Reading text =
┌────────

Dad, literally left holding the phone, could hear mom screaming expressing her frustration and was about call 911 when she got back on the phone and explained it was just another day, love ya, gotta go. 

Fortunately time, and a do-it-yourself home exorcism kit from Home Depot, eventually solved the problem. 

{What's that got to do with Christmas?}

Nothing. But you asked and I realized that I don't think I've ever specifically mentioned the evil step-twin phenomenon in a column so I've recorded this story for my gentlereaders and posterity. Also, it was part of a devious plan to mention all of the founding members of Casa de Chaos in my annual Christmas column without anyone noticing. 

For the record, they're both fine now. She's a budding scholar, he's a budding weight lifter who will be starting tech school next year.


My room smells like Christmas smelled in my house in the late 50s/early 60s. 

I've been threatening to buy a bayberry candle for years, and, we had real Christmas trees in our house except for the time my old man brought home an aluminum one (but that's another story).

But now that I think about it... it seems unlikely we had bayberry scented candles when I was a kid. But to me, bayberry and pine are what Christmas smells like and since lived experience (as sometimes opposed to ones' actual experience) is a thing, I'm a stickin' to muh guns.

Anyways, my daughter and son-in-law surprised me with an early Christmas present, pine-scented and bayberry scented candles a few weeks ago. Merry Christmas to me...and to all my gentlereaders as well. 

Poppa loves you,
Have an OK day

P.S. R.I.P. Michael Nesmith and Merry Christmas to my favorite lesbian.

└────────

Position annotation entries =
┌────────

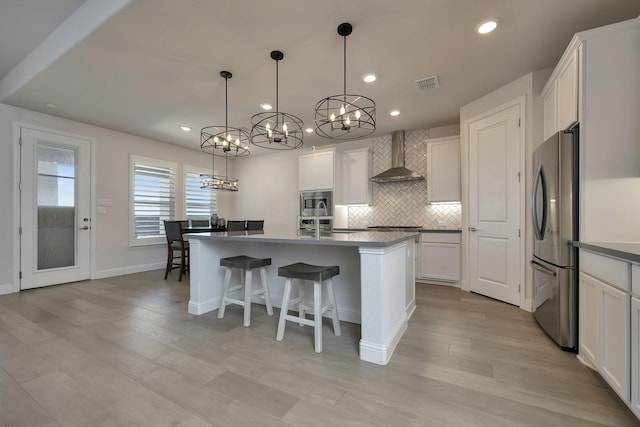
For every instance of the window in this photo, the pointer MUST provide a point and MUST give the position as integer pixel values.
(199, 203)
(152, 199)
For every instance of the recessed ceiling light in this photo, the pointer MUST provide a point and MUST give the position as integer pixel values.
(369, 78)
(486, 27)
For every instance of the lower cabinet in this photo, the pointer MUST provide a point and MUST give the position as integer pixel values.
(615, 352)
(635, 355)
(590, 292)
(439, 258)
(607, 321)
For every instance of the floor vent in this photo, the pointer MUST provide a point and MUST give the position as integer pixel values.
(428, 83)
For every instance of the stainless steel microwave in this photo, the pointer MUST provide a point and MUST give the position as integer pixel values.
(316, 203)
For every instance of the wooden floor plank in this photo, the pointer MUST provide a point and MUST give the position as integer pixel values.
(124, 351)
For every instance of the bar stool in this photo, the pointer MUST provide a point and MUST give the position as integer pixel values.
(319, 275)
(246, 265)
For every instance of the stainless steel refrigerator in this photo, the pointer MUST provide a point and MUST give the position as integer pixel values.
(554, 204)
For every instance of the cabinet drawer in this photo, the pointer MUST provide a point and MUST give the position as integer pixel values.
(635, 279)
(440, 237)
(614, 272)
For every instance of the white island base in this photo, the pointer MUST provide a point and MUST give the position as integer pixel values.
(375, 286)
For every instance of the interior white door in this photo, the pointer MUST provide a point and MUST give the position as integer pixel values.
(55, 206)
(494, 205)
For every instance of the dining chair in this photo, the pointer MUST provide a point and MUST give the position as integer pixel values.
(236, 225)
(177, 249)
(255, 224)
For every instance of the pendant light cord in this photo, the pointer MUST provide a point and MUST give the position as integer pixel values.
(277, 91)
(345, 66)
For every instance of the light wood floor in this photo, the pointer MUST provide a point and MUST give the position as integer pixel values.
(124, 351)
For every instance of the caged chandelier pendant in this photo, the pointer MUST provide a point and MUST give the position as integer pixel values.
(276, 130)
(345, 116)
(230, 142)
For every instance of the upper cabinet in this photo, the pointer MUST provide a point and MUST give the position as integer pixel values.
(560, 95)
(316, 170)
(356, 171)
(443, 170)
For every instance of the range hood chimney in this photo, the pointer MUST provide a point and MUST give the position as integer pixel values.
(397, 173)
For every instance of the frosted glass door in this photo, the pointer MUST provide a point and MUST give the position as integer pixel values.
(54, 209)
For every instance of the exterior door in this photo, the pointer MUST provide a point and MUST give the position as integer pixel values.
(494, 205)
(55, 206)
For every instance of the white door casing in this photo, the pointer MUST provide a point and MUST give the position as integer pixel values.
(76, 257)
(495, 200)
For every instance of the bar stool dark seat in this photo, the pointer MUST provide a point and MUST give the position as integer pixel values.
(246, 265)
(319, 275)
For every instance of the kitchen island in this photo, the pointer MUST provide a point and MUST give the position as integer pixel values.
(375, 287)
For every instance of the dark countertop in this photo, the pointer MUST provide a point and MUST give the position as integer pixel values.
(626, 251)
(360, 239)
(421, 230)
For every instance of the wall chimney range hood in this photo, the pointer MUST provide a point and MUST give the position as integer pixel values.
(398, 172)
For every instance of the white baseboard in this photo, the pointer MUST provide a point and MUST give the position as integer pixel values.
(438, 282)
(6, 289)
(204, 307)
(102, 274)
(380, 354)
(528, 305)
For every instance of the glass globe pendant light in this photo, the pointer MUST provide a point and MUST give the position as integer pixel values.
(345, 116)
(229, 142)
(276, 130)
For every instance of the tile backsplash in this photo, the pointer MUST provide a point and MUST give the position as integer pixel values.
(404, 203)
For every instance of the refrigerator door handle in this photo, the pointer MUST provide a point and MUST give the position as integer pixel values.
(541, 268)
(539, 224)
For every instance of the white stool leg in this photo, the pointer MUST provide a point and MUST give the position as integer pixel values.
(334, 308)
(265, 287)
(317, 315)
(284, 309)
(247, 296)
(301, 311)
(223, 302)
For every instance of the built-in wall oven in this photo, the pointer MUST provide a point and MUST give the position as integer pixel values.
(316, 203)
(316, 206)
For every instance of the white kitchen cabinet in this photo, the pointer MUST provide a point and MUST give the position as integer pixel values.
(605, 319)
(443, 169)
(567, 88)
(356, 171)
(588, 319)
(550, 116)
(439, 258)
(614, 342)
(560, 95)
(635, 356)
(316, 170)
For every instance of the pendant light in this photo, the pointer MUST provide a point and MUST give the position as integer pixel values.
(345, 116)
(227, 141)
(276, 130)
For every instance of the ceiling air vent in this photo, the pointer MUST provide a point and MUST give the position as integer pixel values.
(428, 83)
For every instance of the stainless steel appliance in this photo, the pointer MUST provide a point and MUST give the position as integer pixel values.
(326, 224)
(316, 203)
(554, 204)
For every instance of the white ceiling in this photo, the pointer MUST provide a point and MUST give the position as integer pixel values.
(146, 67)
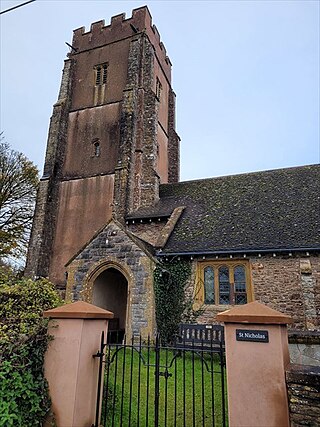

└────────

Complete the following =
A: Reproduce the Christmas column word for word, starting with "Dad, literally left" and going on through "ya, gotta go.".
B: Do these statements agree with the Christmas column? Answer yes or no for each, and quote the words that decide it. (i) The house always had a real Christmas tree. (ii) The pine-scented and bayberry scented candles were a gift from a daughter and son-in-law. (iii) The budding weight lifter will be starting tech school next year.
These entries have no connection to the Christmas column.

Responses to the tasks =
A:
Dad, literally left holding the phone, could hear mom screaming expressing her frustration and was about call 911 when she got back on the phone and explained it was just another day, love ya, gotta go.

B:
(i) No: "except for the time my old man brought home an aluminum one"
(ii) Yes: "my daughter and son-in-law surprised me with an early Christmas present, pine-scented and bayberry scented candles"
(iii) Yes: "he's a budding weight lifter who will be starting tech school next year"